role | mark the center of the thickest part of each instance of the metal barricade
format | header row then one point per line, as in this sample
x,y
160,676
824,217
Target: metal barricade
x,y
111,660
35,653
◆ ◆ ◆ ◆ ◆ ◆ ◆
The records above must be retyped in full, exactly.

## RESULT FOR THIS TASK
role | mark the center of the thickest part of each instance of the metal barricade
format | header row then one point per line, as in this sample
x,y
160,676
824,217
Target: metal barricade
x,y
111,660
35,653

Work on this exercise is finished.